#### About this exercise
For the word "under", find each line in the entries where it occurs and copy that line.

#### Source information
*** Begin section ***

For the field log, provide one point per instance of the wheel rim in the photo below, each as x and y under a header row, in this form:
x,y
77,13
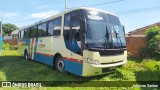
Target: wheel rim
x,y
60,65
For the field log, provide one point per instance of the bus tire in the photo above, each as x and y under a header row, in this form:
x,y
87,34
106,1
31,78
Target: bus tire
x,y
59,64
25,55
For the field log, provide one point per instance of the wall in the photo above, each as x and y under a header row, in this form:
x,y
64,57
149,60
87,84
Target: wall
x,y
134,43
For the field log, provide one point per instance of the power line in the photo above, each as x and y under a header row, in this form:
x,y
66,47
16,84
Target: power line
x,y
101,3
133,10
37,18
71,8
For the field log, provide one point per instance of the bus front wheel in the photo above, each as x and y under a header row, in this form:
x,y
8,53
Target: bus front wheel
x,y
59,64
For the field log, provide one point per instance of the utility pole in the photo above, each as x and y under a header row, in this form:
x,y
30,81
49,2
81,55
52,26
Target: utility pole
x,y
65,5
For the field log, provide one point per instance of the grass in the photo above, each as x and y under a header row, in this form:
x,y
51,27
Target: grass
x,y
14,68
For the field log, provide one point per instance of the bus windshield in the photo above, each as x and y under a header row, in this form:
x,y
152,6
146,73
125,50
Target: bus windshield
x,y
104,31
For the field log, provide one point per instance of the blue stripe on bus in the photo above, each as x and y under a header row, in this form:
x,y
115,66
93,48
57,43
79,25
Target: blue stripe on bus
x,y
44,59
73,67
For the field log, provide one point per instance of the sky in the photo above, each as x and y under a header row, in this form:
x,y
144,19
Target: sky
x,y
133,14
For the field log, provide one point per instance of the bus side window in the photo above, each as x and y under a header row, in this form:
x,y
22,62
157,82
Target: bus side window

*** End section ***

#### Solution below
For the field log, provide one point per instance of the wheel rim in the photo below, each as x and y under a header row, in this form:
For the field log, provide one point per instance of the bus tire in the photo above, each as x and y under a header row, in this form:
For the field log, provide one point per instance of the wall in the photo above, each as x and y under a header row, in this form:
For the field log, provide one point per instance of the power line in the photo above, each as x and y under a header row, in this form:
For the field log, provide one point per instance of the bus front wheel in the photo above, each as x and y under a header row, in this form:
For the field log, provide one point per instance of the utility pole in the photo above, each as x and y under a header row, in this form:
For the field log, provide one point per instance of the grass in the photo above, each as x and y under a header row, in this form:
For the field log, provide one point per instance of the bus windshield in the photo above, each as x and y under a header row, in this form:
For the field log, provide one point per instance of the blue stripe on bus in the photo above, each as x and y under a header row, in this form:
For the field log, provide one point per instance of the sky in the photo above, each as x and y under a header row, in this form:
For the field log, provide one point per instance of the bus side window in the photo above, each as x and y under a header row, in this form:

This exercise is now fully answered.